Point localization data
-=-=-
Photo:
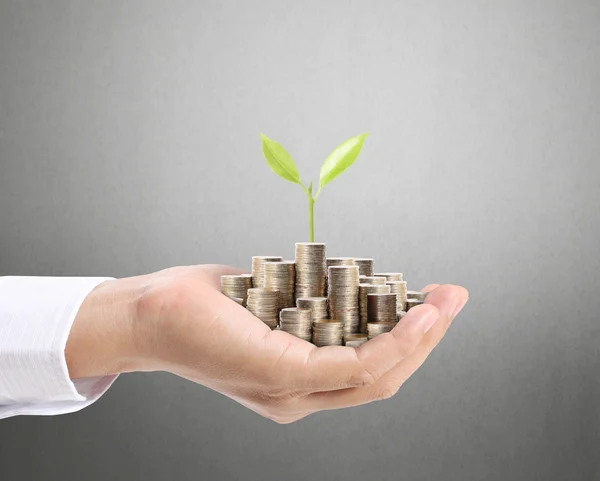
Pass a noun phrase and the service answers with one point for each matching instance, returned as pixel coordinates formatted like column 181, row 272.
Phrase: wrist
column 102, row 339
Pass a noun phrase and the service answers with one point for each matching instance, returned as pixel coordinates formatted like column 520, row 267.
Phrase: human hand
column 181, row 323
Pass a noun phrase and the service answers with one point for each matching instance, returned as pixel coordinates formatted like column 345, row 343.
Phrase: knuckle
column 386, row 392
column 407, row 343
column 364, row 377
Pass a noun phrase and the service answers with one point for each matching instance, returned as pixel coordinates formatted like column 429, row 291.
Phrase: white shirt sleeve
column 36, row 315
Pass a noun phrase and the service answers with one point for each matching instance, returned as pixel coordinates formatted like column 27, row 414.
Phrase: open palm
column 194, row 331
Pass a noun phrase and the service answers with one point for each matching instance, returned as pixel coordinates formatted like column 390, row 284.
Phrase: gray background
column 129, row 142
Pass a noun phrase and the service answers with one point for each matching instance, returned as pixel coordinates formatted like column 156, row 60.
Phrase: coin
column 381, row 307
column 296, row 321
column 365, row 265
column 379, row 280
column 342, row 288
column 328, row 332
column 354, row 340
column 337, row 261
column 311, row 268
column 258, row 268
column 317, row 305
column 376, row 328
column 411, row 302
column 398, row 288
column 390, row 276
column 363, row 291
column 282, row 276
column 236, row 285
column 340, row 261
column 416, row 295
column 263, row 302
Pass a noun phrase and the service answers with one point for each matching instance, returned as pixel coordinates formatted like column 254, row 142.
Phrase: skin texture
column 177, row 320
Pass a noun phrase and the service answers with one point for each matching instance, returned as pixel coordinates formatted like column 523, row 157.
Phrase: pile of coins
column 310, row 269
column 282, row 276
column 363, row 291
column 263, row 302
column 258, row 268
column 381, row 307
column 236, row 286
column 317, row 306
column 398, row 288
column 390, row 276
column 329, row 301
column 297, row 321
column 365, row 266
column 379, row 280
column 328, row 332
column 342, row 286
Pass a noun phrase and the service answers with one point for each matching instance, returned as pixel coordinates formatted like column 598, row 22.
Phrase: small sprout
column 337, row 163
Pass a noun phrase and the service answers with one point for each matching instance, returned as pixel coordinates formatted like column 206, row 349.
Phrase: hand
column 181, row 323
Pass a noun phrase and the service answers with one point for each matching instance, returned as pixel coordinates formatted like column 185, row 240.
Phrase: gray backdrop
column 129, row 142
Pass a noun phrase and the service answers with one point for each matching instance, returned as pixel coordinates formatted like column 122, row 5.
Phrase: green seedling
column 338, row 161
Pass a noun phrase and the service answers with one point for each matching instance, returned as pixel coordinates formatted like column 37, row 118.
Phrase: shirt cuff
column 36, row 315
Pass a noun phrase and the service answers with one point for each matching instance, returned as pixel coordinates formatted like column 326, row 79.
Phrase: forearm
column 103, row 339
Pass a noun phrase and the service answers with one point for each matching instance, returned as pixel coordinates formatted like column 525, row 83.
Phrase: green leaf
column 279, row 160
column 341, row 158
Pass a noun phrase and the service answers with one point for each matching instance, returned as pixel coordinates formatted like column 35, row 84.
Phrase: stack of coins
column 282, row 276
column 258, row 268
column 376, row 328
column 381, row 307
column 297, row 322
column 340, row 261
column 317, row 306
column 310, row 269
column 411, row 302
column 355, row 340
column 363, row 291
column 378, row 280
column 342, row 288
column 263, row 302
column 416, row 295
column 398, row 288
column 390, row 276
column 365, row 266
column 328, row 332
column 236, row 286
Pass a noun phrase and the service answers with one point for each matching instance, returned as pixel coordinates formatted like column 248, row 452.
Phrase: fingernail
column 428, row 320
column 459, row 305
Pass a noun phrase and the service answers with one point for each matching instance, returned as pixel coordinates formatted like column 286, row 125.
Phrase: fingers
column 447, row 300
column 333, row 367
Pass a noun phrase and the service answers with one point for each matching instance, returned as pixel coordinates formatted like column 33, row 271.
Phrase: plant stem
column 311, row 219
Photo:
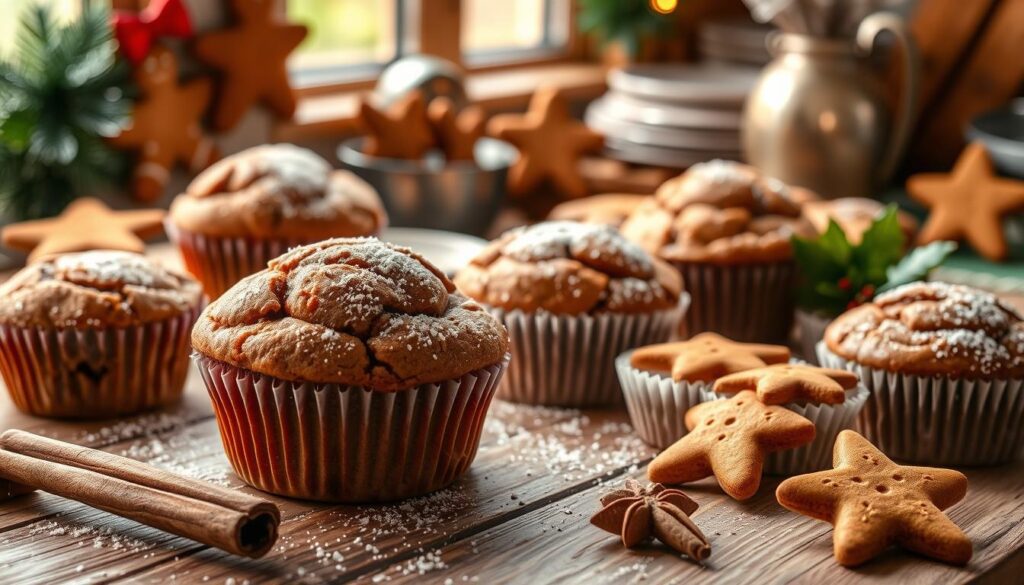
-=-=-
▸ **TRY IT**: Please retype the records above exactly, leaving every image out.

▸ **PROBLEM SOLUTION**:
Photo:
Pass a noun phrase and the service answers with one point for each matching instance, returned as pixel coordinates formatted like column 181, row 272.
Phrase: wrist
column 102, row 339
Pass a noun phrase and the service answers with one point for each matching instance, returned as pixel coordinates formatted like column 520, row 267.
Phrase: human hand
column 181, row 323
Pass a noun phrase and the service answers with one point for each matching instance, returned as pixel coordinates formatted like column 345, row 343.
Phrase: knuckle
column 386, row 392
column 407, row 343
column 364, row 377
Pass a noun phrase and the service answers with one point for each matching instance, returned as pixel coordinates formatted like column 429, row 291.
Phrase: white shirt sleeve
column 36, row 315
Pass a noun phrase and the service answers with one point for each matching instance, returned as pixel coordinates formatted like column 27, row 414.
Phrase: open palm
column 194, row 331
Pass a noun phrase and the service answers with one point for each matching instance, returned as pixel coordinates formatted like column 390, row 284.
Phrase: gray background
column 129, row 142
Pass a noun phrase and the service answers with one point for each matching instance, returned as pixel coordinates formatted like column 156, row 60.
Phrase: coin
column 381, row 307
column 296, row 321
column 365, row 265
column 379, row 280
column 342, row 288
column 328, row 332
column 354, row 340
column 337, row 261
column 311, row 268
column 258, row 268
column 317, row 305
column 376, row 328
column 411, row 302
column 398, row 288
column 390, row 276
column 363, row 291
column 282, row 276
column 236, row 285
column 340, row 261
column 416, row 295
column 263, row 302
Pass a noun phrase and the service answers with one point for each matching instance, returned as pixel coordinates formatted like column 254, row 142.
Phrase: skin texture
column 177, row 320
Pass a noun phrase and the service answers with one point for each matching instance, returned as pixel coordinates formatted like column 523, row 157.
Phrase: pile of coins
column 310, row 269
column 282, row 276
column 363, row 291
column 263, row 302
column 258, row 268
column 381, row 307
column 236, row 286
column 317, row 306
column 398, row 288
column 390, row 276
column 329, row 301
column 297, row 321
column 365, row 266
column 379, row 280
column 328, row 332
column 342, row 286
Pass a noun phrase and the service answers with one point for each matching instance, returned as pixel coordinates formatted like column 598, row 22.
Phrase: small sprout
column 337, row 163
Pass a noun phrase and the service answers with one point for each matching instance, returned as pixel coordinates formatted like column 206, row 349.
Phrase: hand
column 181, row 323
Pass a noun phrase and the service answers with one point for each matching instance, returned as pixel coordinates formatted like column 185, row 240.
Phrase: gray backdrop
column 129, row 142
Pass a noun phrase and the service answers with one point for each matching instance, returned as pixel coordinates formatted like column 122, row 5.
Phrase: green seedling
column 338, row 161
Pass a noun phrase and the service answers with one point for each matching instance, returned as pixel coordinates formatted like column 37, row 118.
Phrase: shirt cuff
column 36, row 315
Pass a noun phrase and the service answers with one point for each matching instance, returned as pixel coordinates formatted like column 326, row 79.
Phrase: forearm
column 103, row 339
Pass a noun phrase and the service answers with one point for each matching instance, returned as pixel coordinates formatted like column 525, row 83.
Phrase: green leaf
column 279, row 160
column 341, row 158
Pass a noun phrase and the service answers with one point for each matching instance, returned as pixel coordinates formatted like column 35, row 84.
Phrase: stack of coins
column 282, row 276
column 258, row 268
column 376, row 328
column 381, row 307
column 297, row 322
column 340, row 261
column 317, row 306
column 310, row 269
column 411, row 302
column 355, row 340
column 363, row 291
column 378, row 280
column 342, row 288
column 263, row 302
column 416, row 295
column 398, row 288
column 390, row 276
column 365, row 266
column 328, row 332
column 236, row 286
Pass a noun phrase and the service answers with one point for each matching instance, returned as pixel coordinates formatted like column 248, row 452.
Phrase: fingernail
column 428, row 320
column 459, row 305
Pass a noun phrase and the service answers with one point for each matching instance, returned as pixel coordinates formatted like column 286, row 125.
Phrase: fingers
column 447, row 300
column 333, row 367
Pass a noun phrase and the service answers with one point for each matching instance, returned as pixel coordinates formatted like column 33, row 271.
Phrase: plant stem
column 311, row 219
Photo:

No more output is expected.